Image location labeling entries
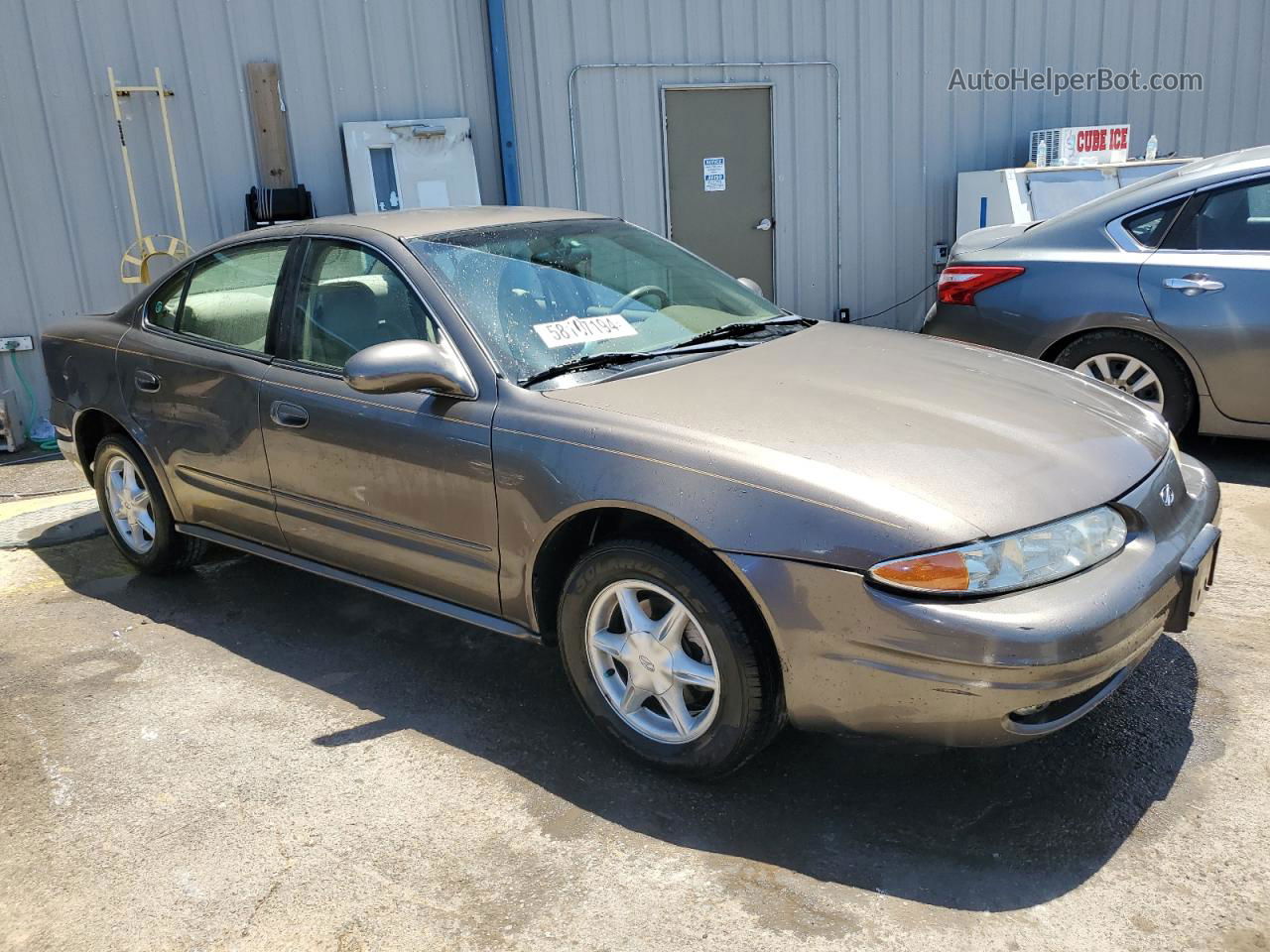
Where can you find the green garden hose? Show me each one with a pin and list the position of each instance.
(31, 400)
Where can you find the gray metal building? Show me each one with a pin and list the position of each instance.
(864, 136)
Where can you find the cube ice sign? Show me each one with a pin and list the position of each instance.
(715, 173)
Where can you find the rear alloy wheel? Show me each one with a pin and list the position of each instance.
(1138, 366)
(1128, 375)
(665, 662)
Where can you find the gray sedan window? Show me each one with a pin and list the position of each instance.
(230, 296)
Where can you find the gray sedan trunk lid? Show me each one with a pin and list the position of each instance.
(957, 439)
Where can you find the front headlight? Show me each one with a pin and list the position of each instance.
(1010, 562)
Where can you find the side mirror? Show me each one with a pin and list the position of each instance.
(402, 366)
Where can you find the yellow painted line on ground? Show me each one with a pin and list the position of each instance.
(18, 507)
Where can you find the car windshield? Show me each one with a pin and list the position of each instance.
(548, 294)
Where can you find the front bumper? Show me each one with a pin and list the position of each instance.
(953, 671)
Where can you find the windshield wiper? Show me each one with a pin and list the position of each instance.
(620, 357)
(739, 329)
(589, 361)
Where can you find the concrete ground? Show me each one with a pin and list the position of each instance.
(250, 758)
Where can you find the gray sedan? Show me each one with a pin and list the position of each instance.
(561, 426)
(1159, 290)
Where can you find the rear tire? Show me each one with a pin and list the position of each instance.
(136, 512)
(689, 685)
(1115, 350)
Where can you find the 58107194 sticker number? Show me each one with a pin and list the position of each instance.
(580, 330)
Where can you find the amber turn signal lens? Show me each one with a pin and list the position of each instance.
(943, 571)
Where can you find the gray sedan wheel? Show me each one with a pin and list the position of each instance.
(1128, 375)
(652, 661)
(135, 511)
(1135, 365)
(667, 658)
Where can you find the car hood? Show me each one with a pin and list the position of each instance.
(947, 442)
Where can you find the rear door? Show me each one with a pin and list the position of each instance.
(397, 486)
(1207, 286)
(190, 373)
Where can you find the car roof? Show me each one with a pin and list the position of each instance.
(1084, 223)
(421, 222)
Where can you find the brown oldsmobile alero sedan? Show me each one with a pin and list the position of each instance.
(728, 517)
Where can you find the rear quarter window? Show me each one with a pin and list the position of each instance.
(1148, 227)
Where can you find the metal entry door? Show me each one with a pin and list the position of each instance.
(719, 177)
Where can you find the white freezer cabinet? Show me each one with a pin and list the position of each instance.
(1019, 195)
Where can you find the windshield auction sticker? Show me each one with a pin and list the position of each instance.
(580, 330)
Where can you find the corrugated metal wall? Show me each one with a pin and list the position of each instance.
(905, 136)
(63, 195)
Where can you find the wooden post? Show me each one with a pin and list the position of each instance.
(270, 125)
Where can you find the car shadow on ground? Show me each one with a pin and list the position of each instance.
(1245, 461)
(968, 829)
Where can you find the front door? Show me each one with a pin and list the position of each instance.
(397, 486)
(719, 178)
(190, 375)
(1207, 286)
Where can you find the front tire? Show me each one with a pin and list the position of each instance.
(1138, 366)
(665, 662)
(136, 513)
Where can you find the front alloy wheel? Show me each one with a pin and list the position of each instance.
(652, 661)
(668, 657)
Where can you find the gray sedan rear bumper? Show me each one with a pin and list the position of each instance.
(955, 671)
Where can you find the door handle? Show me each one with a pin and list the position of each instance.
(1194, 285)
(289, 414)
(146, 381)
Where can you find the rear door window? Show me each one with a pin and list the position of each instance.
(231, 294)
(1233, 218)
(166, 302)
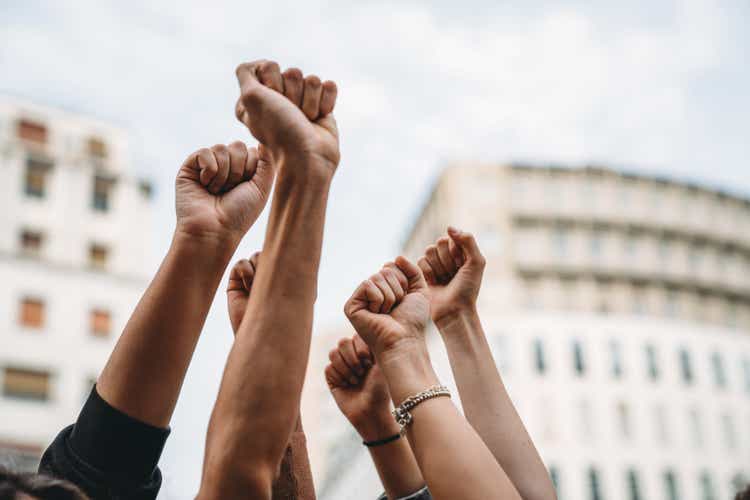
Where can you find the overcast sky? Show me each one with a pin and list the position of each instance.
(651, 86)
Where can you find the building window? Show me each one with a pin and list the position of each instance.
(615, 352)
(660, 424)
(37, 171)
(31, 242)
(578, 361)
(730, 434)
(708, 492)
(97, 147)
(634, 487)
(595, 488)
(652, 364)
(717, 365)
(670, 486)
(623, 420)
(98, 256)
(746, 372)
(696, 427)
(28, 130)
(540, 361)
(22, 383)
(686, 366)
(101, 195)
(32, 312)
(554, 475)
(100, 323)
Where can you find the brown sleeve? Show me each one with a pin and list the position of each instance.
(295, 478)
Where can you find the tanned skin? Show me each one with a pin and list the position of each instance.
(296, 479)
(361, 393)
(257, 406)
(454, 461)
(453, 268)
(220, 192)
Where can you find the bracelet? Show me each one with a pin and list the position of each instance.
(401, 413)
(381, 442)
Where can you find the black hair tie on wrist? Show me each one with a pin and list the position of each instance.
(381, 442)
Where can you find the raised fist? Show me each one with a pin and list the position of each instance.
(238, 290)
(453, 269)
(288, 113)
(221, 191)
(359, 387)
(391, 307)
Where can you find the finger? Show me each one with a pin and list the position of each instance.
(389, 298)
(456, 253)
(328, 97)
(412, 273)
(446, 259)
(221, 154)
(311, 97)
(333, 378)
(251, 164)
(237, 161)
(246, 273)
(468, 244)
(391, 278)
(431, 255)
(269, 74)
(346, 349)
(399, 275)
(339, 364)
(207, 164)
(426, 268)
(373, 296)
(293, 85)
(363, 352)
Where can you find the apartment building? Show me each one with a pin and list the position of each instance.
(75, 253)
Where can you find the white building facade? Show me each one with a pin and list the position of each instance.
(618, 309)
(75, 253)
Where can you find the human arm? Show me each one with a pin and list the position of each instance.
(361, 393)
(256, 409)
(449, 452)
(295, 477)
(453, 269)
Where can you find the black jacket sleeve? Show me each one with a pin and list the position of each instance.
(107, 454)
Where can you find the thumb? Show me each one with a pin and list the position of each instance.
(468, 245)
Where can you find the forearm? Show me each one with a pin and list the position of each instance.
(449, 453)
(489, 409)
(160, 337)
(397, 468)
(260, 392)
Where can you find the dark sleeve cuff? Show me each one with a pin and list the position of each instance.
(117, 445)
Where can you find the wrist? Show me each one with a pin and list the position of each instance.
(459, 320)
(220, 245)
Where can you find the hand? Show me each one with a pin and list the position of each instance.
(453, 269)
(289, 114)
(391, 307)
(221, 191)
(238, 290)
(359, 388)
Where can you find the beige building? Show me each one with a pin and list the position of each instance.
(75, 253)
(618, 309)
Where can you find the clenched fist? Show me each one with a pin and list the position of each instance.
(221, 191)
(359, 388)
(288, 113)
(453, 269)
(391, 307)
(238, 290)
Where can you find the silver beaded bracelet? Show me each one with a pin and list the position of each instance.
(401, 413)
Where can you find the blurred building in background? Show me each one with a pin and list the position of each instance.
(618, 310)
(75, 245)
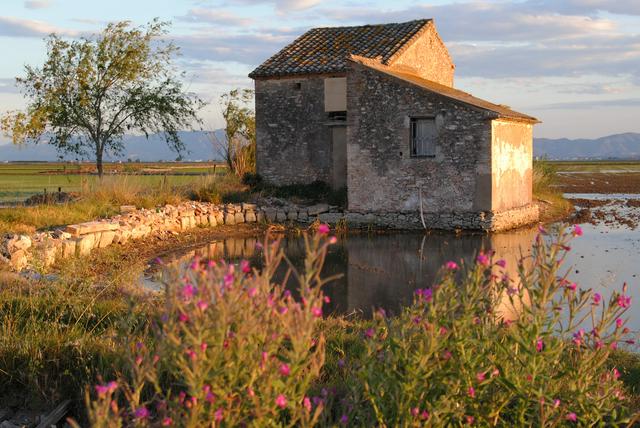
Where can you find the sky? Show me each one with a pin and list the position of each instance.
(573, 64)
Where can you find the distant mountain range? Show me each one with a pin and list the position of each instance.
(619, 146)
(201, 148)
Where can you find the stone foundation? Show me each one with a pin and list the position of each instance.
(486, 221)
(43, 249)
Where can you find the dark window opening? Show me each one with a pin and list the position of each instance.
(423, 137)
(339, 116)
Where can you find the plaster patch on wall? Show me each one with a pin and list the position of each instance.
(508, 156)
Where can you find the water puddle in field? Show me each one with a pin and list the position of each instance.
(383, 270)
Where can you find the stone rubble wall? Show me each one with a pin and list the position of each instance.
(43, 249)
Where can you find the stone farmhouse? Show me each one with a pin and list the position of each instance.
(373, 109)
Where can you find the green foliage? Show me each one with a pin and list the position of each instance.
(230, 348)
(239, 146)
(90, 91)
(452, 358)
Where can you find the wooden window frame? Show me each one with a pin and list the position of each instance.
(412, 143)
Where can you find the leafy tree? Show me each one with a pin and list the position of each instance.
(91, 91)
(239, 147)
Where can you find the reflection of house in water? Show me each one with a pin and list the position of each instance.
(381, 270)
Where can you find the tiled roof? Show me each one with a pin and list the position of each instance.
(325, 50)
(446, 91)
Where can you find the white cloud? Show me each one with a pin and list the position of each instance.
(15, 27)
(214, 16)
(37, 4)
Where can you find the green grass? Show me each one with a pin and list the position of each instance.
(18, 181)
(595, 166)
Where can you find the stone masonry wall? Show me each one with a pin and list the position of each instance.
(427, 57)
(382, 177)
(293, 142)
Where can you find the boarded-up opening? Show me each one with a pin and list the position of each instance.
(335, 94)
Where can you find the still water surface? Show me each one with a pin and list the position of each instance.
(383, 270)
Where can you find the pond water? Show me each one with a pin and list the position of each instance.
(383, 270)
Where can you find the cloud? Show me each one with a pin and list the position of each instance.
(592, 104)
(8, 86)
(246, 48)
(282, 6)
(217, 17)
(623, 7)
(15, 27)
(37, 4)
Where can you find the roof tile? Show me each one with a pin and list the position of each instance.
(325, 50)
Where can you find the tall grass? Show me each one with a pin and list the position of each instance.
(103, 199)
(555, 206)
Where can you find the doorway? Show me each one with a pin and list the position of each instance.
(339, 156)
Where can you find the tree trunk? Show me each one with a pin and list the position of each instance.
(99, 161)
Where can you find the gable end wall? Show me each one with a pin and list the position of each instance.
(382, 177)
(426, 57)
(293, 142)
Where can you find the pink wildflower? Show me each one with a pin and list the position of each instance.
(451, 265)
(228, 280)
(219, 414)
(281, 401)
(482, 259)
(285, 370)
(188, 291)
(101, 390)
(577, 230)
(624, 301)
(323, 229)
(141, 413)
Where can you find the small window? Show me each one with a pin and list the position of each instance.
(423, 137)
(338, 116)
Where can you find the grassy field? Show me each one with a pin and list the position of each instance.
(20, 180)
(596, 166)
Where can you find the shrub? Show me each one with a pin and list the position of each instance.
(229, 348)
(451, 358)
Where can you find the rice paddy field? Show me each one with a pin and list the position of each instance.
(20, 180)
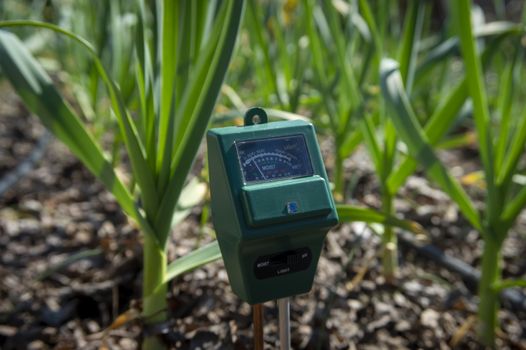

- [PROBLEM REQUIREMENTS]:
Which lines of the items above contain the word "front"? Show each of those lines, and treat uppercase and lowercase as different.

- [WORKED SOLUTION]:
Where can you find the front headlight? Show me each one with a pin and list the position of each instance.
Where can you find the front bumper? Show me each one with a pin and list the position of each instance.
Where can you find the front door? Show me each one with a pin and list the position of each instance.
Where can you find the front tire? Show me each one with a pin and list the position of each instance.
Where can you find the front alloy wheel? Show me each one with a pin and list the position of each instance.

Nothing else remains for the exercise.